(DATASET ROWS)
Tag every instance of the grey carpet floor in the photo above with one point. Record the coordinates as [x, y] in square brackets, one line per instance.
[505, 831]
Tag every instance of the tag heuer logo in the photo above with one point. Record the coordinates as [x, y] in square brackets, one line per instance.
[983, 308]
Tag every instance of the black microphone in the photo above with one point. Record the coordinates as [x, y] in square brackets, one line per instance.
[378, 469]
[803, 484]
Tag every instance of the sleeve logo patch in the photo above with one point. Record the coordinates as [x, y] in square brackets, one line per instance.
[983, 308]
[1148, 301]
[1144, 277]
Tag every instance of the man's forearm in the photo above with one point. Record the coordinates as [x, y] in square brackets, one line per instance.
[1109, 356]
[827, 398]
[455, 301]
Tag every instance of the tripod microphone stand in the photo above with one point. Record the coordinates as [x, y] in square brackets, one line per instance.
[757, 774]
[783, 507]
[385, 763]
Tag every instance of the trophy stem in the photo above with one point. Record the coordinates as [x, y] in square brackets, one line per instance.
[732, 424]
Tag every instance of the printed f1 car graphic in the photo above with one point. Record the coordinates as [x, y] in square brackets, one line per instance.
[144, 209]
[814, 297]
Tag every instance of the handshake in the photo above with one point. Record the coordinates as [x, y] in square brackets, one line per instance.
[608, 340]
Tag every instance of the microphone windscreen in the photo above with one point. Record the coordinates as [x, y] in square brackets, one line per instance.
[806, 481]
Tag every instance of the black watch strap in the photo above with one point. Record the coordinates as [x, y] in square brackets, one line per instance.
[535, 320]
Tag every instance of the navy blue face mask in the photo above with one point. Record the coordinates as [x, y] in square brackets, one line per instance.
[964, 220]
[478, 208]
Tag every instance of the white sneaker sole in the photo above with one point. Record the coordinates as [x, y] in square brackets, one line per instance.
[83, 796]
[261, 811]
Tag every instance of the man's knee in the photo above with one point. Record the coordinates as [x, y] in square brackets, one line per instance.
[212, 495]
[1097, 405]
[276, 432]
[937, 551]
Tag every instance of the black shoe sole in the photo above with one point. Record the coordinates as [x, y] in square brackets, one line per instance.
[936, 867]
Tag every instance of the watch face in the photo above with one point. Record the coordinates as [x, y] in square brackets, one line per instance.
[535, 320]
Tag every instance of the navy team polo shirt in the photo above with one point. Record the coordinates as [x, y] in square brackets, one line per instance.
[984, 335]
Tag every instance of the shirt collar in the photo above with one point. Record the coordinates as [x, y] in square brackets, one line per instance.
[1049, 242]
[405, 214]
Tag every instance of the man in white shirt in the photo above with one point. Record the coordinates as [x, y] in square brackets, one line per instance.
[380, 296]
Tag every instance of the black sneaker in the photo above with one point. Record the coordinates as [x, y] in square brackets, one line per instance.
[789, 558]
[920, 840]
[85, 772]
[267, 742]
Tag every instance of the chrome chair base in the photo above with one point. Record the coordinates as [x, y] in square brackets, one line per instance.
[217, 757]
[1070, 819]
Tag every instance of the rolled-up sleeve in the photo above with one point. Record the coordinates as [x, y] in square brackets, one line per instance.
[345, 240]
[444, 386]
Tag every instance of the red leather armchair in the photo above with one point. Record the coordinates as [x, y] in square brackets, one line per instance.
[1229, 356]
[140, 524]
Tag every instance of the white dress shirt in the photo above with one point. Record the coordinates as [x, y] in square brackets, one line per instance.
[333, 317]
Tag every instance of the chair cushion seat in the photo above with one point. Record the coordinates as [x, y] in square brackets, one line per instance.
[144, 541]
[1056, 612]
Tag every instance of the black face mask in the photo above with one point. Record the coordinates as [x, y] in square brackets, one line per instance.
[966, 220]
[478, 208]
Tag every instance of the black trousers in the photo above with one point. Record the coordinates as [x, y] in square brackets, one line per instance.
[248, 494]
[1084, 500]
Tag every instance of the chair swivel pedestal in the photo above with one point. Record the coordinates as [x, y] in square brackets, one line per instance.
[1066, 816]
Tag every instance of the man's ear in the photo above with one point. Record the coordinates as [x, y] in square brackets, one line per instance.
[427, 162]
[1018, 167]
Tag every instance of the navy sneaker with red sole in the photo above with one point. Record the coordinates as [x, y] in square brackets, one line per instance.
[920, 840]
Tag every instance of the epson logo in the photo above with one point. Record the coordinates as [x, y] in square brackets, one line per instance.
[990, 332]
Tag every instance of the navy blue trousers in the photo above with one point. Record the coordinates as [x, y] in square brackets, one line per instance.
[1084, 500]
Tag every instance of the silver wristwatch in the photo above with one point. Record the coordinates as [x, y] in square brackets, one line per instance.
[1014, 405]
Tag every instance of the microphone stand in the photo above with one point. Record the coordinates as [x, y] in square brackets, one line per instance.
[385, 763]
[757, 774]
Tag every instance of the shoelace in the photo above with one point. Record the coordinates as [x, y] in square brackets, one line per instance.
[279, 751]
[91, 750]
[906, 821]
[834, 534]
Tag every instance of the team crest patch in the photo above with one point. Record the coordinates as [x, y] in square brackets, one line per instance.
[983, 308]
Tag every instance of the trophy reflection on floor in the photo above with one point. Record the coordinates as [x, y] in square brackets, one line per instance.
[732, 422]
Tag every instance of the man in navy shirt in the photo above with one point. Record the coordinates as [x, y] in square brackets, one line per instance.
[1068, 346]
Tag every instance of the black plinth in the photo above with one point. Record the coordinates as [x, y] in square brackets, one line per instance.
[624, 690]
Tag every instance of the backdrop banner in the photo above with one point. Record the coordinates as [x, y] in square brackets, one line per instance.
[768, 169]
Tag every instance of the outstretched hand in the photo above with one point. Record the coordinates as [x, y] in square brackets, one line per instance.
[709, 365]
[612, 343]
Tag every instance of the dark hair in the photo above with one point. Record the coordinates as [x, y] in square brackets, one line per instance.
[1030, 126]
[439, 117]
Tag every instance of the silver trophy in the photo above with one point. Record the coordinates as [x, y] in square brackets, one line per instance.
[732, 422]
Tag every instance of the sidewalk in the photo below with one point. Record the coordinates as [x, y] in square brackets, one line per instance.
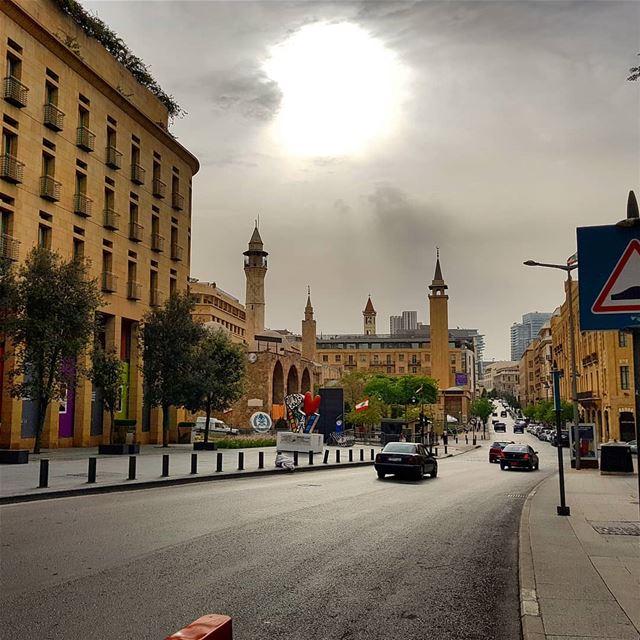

(EXERCISE DESCRIPTION)
Set out all the lines above as a numbered list, skipping blank lines and leaving the pictures out.

(RESPONSE TO THE EXERCISE)
1. Tag every instance of the grey carpet floor in the photo above with one point. Record the coordinates as [x, y] in square brackets, one line per instance.
2. [505, 831]
3. Tag every instance of the tag heuer logo in the photo above with one point. Record the coordinates as [x, y] in square brackets, one line per instance.
4. [983, 308]
5. Tag every instance of the black microphone in the photo above with one point. Record the coordinates as [x, y] in square brackets, one line per instance.
6. [378, 469]
7. [803, 484]
8. Tag every instance of the sleeve logo patch in the photo above with one point. Record the coordinates as [x, y] in square brackets, one line per instance.
9. [983, 308]
10. [1148, 301]
11. [1144, 277]
12. Tag every instance of the man's forearm in the photo above with one point. Record the coordinates as [x, y] in square brackets, one line per instance.
13. [1109, 356]
14. [827, 398]
15. [455, 301]
16. Tag every instance of the tripod microphone stand in the photo above with one point. Record the coordinates as [x, y] in square brackets, one line per instance.
17. [757, 774]
18. [783, 507]
19. [385, 763]
20. Tag every instance of the trophy stem in the photo above with one point. Record the coordinates as [x, y] in square brackets, one line per instance.
21. [732, 424]
22. Tag every instance of the printed f1 car graphic in the photo above with one point. Record the coordinates as [x, y] in square brackets, one line per instance.
23. [144, 209]
24. [814, 297]
25. Tag every instance of the handshake in the photo above with one point. Record the coordinates as [x, y] in square brackets, one line per instance.
26. [608, 340]
27. Tag every instance of the microphone windscreen in the photo above with one point. Record the coordinates as [x, y] in square brackets, one line per instance.
28. [806, 481]
29. Tag every instance of the black watch strap in the photo above with one point. Record the coordinates as [x, y] in square brackets, one line per instance.
30. [535, 320]
31. Tag every instance of the navy blue face mask in the photo above with one point. Record the coordinates as [x, y] in square brackets, one line per instance.
32. [964, 220]
33. [478, 208]
34. Tag every instance of the white sneaker sole in the photo above with one point. Record the coordinates as [x, y] in square brackets, one line per instance.
35. [83, 796]
36. [261, 811]
37. Tag every instance of the man's knee in the photo above with one point. Record the coordinates as [x, y] in square brackets, one line per instance.
38. [212, 495]
39. [1097, 405]
40. [276, 432]
41. [937, 551]
42. Tag every instance of the black shoe sole in the photo above with one point. Record the coordinates as [x, y] in square brackets, one line per instance.
43. [936, 867]
44. Tag every instance of the watch face in the photo above with one point. Record the coordinates as [x, y] in square brackets, one line per instance.
45. [535, 320]
46. Tag every instance of the navy team polo shirt in the photo above with one point. Record the coordinates as [x, y] in square brackets, one line per instance.
47. [984, 335]
48. Tag every instance of the shirt collar in the photo above with one point. Record the coordinates as [x, y] in square brackets, one line per instance.
49. [1049, 242]
50. [405, 214]
51. Tag every instance of the man in white shirt in the photo above with one point. Record the coordinates as [x, y] in square brackets, one line per instance.
52. [380, 296]
53. Tag every instance of the black sneaker in the photo above with one point. Record the coordinates as [x, y] in square brackets, one line per instance.
54. [789, 558]
55. [920, 840]
56. [85, 772]
57. [267, 742]
58. Tag every instance of the chrome chair base in the photo above with one point. Record the coordinates as [x, y] in square brackets, one line per instance.
59. [217, 757]
60. [1070, 819]
61. Tag every instance of the rolled-up sleeve in the photo above with one point. Record the coordinates as [x, y] in square brackets, one line per instance.
62. [345, 240]
63. [444, 386]
64. Tag every instance of the red leather armchair in the photo above with one point. Record the coordinates as [x, y] in square brackets, one line per instance.
65. [1229, 356]
66. [140, 524]
67. Tag every instance of the white dress shirt in the photo above with one point. Record the coordinates as [x, y] in square brackets, one line per instance.
68. [333, 317]
69. Tag every instance of the chair cushion seat in the photo above with one point. Record the coordinates as [x, y] in square brackets, one line per instance.
70. [144, 541]
71. [1056, 612]
72. Tag every instance of the black face mask in the photo above with one point. Record the coordinates as [x, y] in square brackets, one line per instance.
73. [966, 220]
74. [478, 208]
75. Tag every instance of the black trousers in the photo above with one point. Record the coordinates as [x, y] in square brackets, one line per instance.
76. [248, 494]
77. [1084, 500]
78. Tag every instance of the chair swivel pedestal in the photo above with one point. Record the coordinates as [x, y] in square brackets, one line per instance.
79. [1066, 816]
80. Tag every instance of the man's ear in the photo above with one point. Record the coordinates as [x, y] in square brackets, one line per instance.
81. [427, 162]
82. [1018, 167]
83. Tag every instance of the navy sneaker with red sole in the photo above with one point. Record the coordinates as [x, y] in square brackets, one line per instance.
84. [920, 840]
85. Tag every instance of the epson logo in the photo above with one point. Record the coordinates as [x, y] in square brackets, one line per instance.
86. [990, 332]
87. Tag every instance of the navy blue trousers in the photo above with one point. Record the coordinates as [x, y] in square brackets, one line per instance.
88. [1084, 500]
89. Tag every instance of the silver wristwatch in the photo above with one point. Record the coordinates as [x, y] in square brackets, one line per instance.
90. [1014, 405]
91. Tag every instance of the microphone stand in the photo above with one point. Record the coordinates as [x, y] in square brackets, one line per instance.
92. [385, 763]
93. [757, 774]
94. Tag every instance of the shoelace in the photo above with one point. Record the coordinates as [x, y] in square brackets, one line per instance.
95. [279, 751]
96. [91, 750]
97. [906, 821]
98. [834, 534]
99. Tag every instance of the team crest patch in the photo above with one point. Record the coordinates as [x, y] in square brackets, one line per instance.
100. [983, 308]
101. Tag every instance of the trophy reflection on floor in the photo above with one point. Record the coordinates as [x, y] in square brackets, one line per instance.
102. [732, 422]
103. Tag every instance of the man in navy shirt in the photo above with one point. Record the coordinates as [x, y] in square brackets, one line per instance.
104. [1068, 346]
105. Tag every instance of the black plinth in the photo above with one point. Record the coordinates as [x, y] in square brackets, one line per instance.
106. [624, 690]
107. Tag every instance of the backdrop banner in the photo above with one point. Record the coordinates as [x, y] in square brackets, one line per instance.
108. [768, 169]
109. Tag every instance of the outstretched hand in the photo above with one point. Record the coordinates as [x, y] in square brackets, one line per instance.
110. [709, 365]
111. [612, 343]
112. Tag every instance of the dark hair in the photo above with one point. Record the coordinates as [x, y] in square brackets, one line per instance.
113. [1030, 126]
114. [439, 117]
115. Tag every instance of the silver trophy in the photo above with one point. Record the coordinates as [x, y] in square brackets, one line per instance.
116. [732, 422]
117. Tag every instance of the sidewalk in the photo below with one point. Record the coordinates as [x, y] in square brackets, one line per instance.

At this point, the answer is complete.